*Tasks to perform*
A - Answer these questions using the review of Heretic:
(i) Which actor plays Mr Reed?
(ii) Which actress plays Sister Barnes?
(iii) Of which church are the two sisters missionaries?
B - Copy out the stretch of the review of Heretic from "Hugh Grant’s unsettling" through "what they seem.".

*Passage shown*
'''

Heretic (2024)

Review: Heretic

4

Summary

Heretic (2024)

Hugh Grant’s unsettling charm pulls us into a darkly clever game of faith and fear.

The arc of Hugh Grant’s career is worthy of a film of its own, evolving from beloved rom-com prince to type-breaking heavies and monsters. With Scott Beck and Bryan Woods’ HERETIC, he uses our fondness for his earlier roles to draw us completely into this darker world.

Sisters Barnes (Sophie Thatcher) and Paxton (Chloe East), two missionaries of the Church of Jesus Christ of Latter-day Saints, are attempting to convert new recruits. But after arriving at the home of Mr Reed (Hugh Grant), their faith is tested as they begin to realise that Reed’s cosy sweaters and promise of pie are not what they seem.

'''

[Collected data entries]
'''

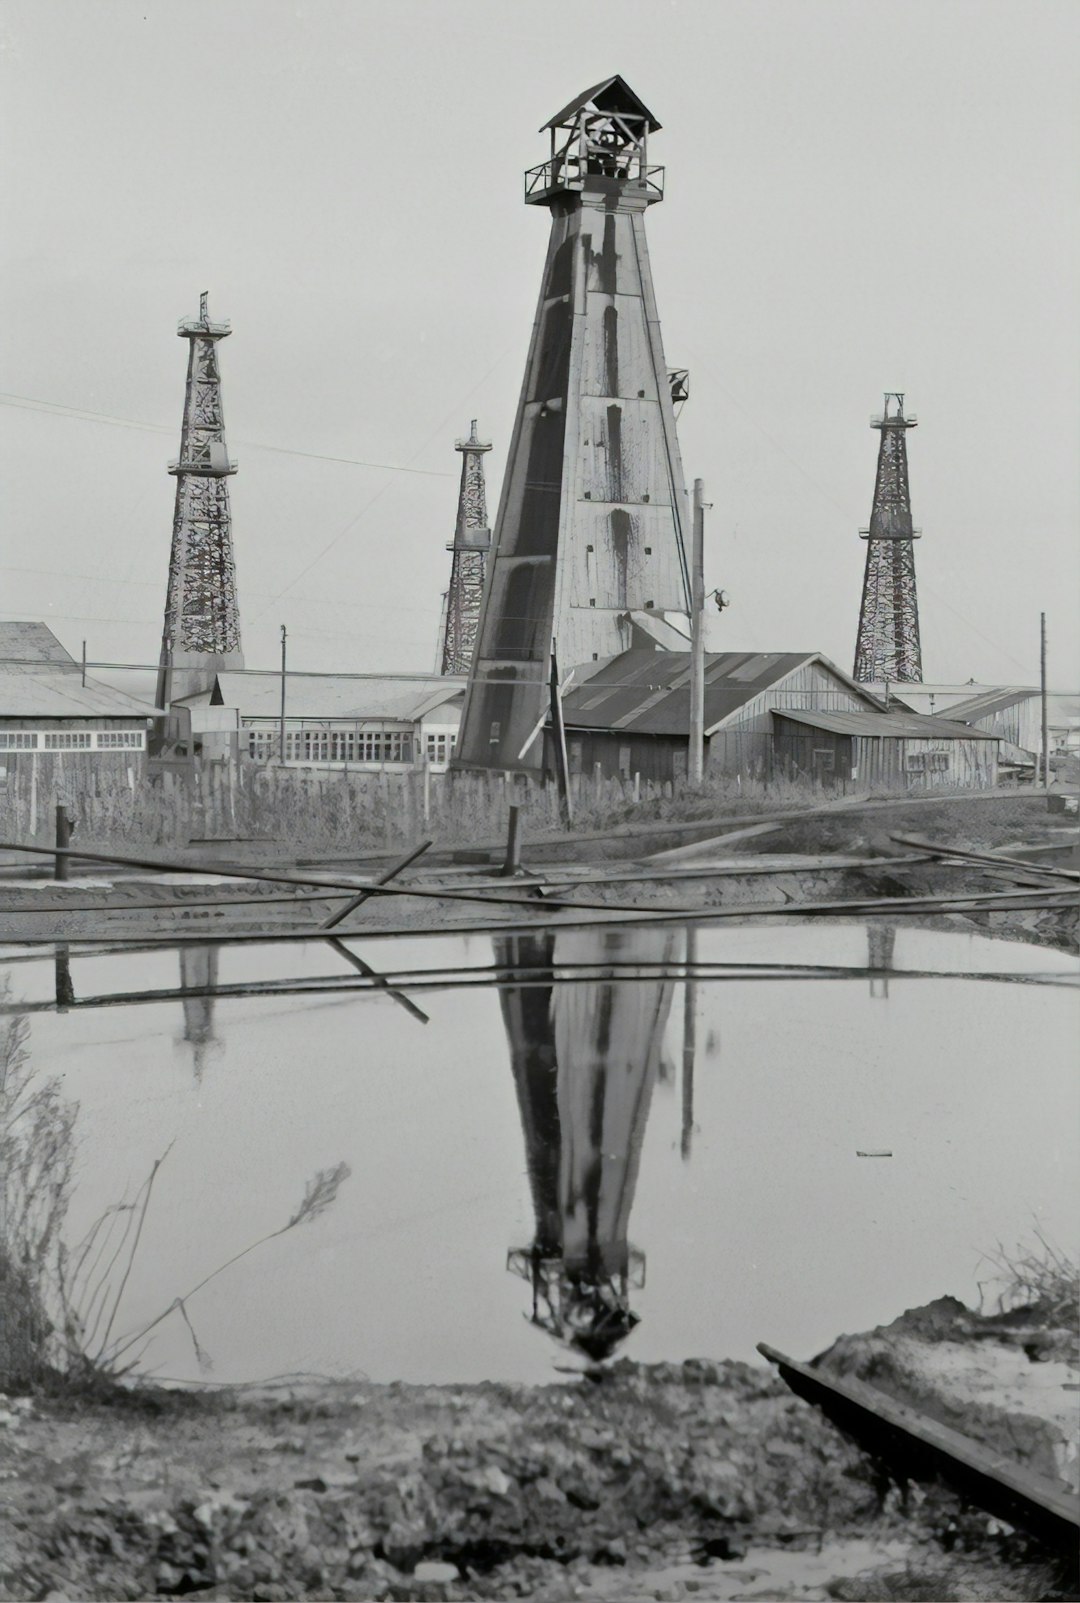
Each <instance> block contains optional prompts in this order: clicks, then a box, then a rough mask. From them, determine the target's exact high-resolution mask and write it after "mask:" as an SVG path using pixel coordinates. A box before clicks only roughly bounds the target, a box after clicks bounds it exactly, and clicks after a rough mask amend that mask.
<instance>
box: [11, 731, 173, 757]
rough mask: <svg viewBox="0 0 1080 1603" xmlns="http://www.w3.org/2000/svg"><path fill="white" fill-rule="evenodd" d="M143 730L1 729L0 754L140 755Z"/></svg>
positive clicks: (143, 742) (145, 733)
mask: <svg viewBox="0 0 1080 1603" xmlns="http://www.w3.org/2000/svg"><path fill="white" fill-rule="evenodd" d="M143 750H146V729H0V752H143Z"/></svg>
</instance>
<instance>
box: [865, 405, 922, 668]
mask: <svg viewBox="0 0 1080 1603" xmlns="http://www.w3.org/2000/svg"><path fill="white" fill-rule="evenodd" d="M917 423H918V418H917V417H904V396H902V394H899V393H896V391H889V393H888V394H886V398H885V412H883V414H881V417H872V418H870V428H876V430H880V433H881V444H880V446H878V476H876V479H875V484H873V511H872V513H870V527H868V529H860V531H859V535H860V539H864V540H865V542H867V567H865V575H864V580H862V606H860V609H859V638H857V640H856V667H854V678H856V680H860V681H864V683H865V681H872V680H876V681H881V680H891V681H896V680H907V681H909V683H910V681H912V680H921V676H923V651H921V644H920V640H918V598H917V595H915V540H918V537H920V535H918V531H917V529H913V527H912V495H910V489H909V484H907V431H909V428H915V425H917Z"/></svg>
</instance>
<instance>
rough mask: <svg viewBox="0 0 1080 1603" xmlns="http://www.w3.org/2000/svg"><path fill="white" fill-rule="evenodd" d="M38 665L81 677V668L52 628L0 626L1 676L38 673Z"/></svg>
mask: <svg viewBox="0 0 1080 1603" xmlns="http://www.w3.org/2000/svg"><path fill="white" fill-rule="evenodd" d="M38 662H48V664H51V667H54V668H56V670H58V672H61V670H67V672H69V673H79V664H77V662H75V659H74V657H72V654H71V652H69V651H66V649H64V646H61V643H59V640H58V638H56V635H54V633H53V630H51V628H50V627H48V624H30V622H21V620H14V619H13V620H10V622H0V673H34V672H37V665H38Z"/></svg>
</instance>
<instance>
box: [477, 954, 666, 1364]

'''

*Solutions per task*
A -
(i) Hugh Grant
(ii) Sophie Thatcher
(iii) The Church of Jesus Christ of Latter-day Saints

B -
Hugh Grant’s unsettling charm pulls us into a darkly clever game of faith and fear.

The arc of Hugh Grant’s career is worthy of a film of its own, evolving from beloved rom-com prince to type-breaking heavies and monsters. With Scott Beck and Bryan Woods’ HERETIC, he uses our fondness for his earlier roles to draw us completely into this darker world.

Sisters Barnes (Sophie Thatcher) and Paxton (Chloe East), two missionaries of the Church of Jesus Christ of Latter-day Saints, are attempting to convert new recruits. But after arriving at the home of Mr Reed (Hugh Grant), their faith is tested as they begin to realise that Reed’s cosy sweaters and promise of pie are not what they seem.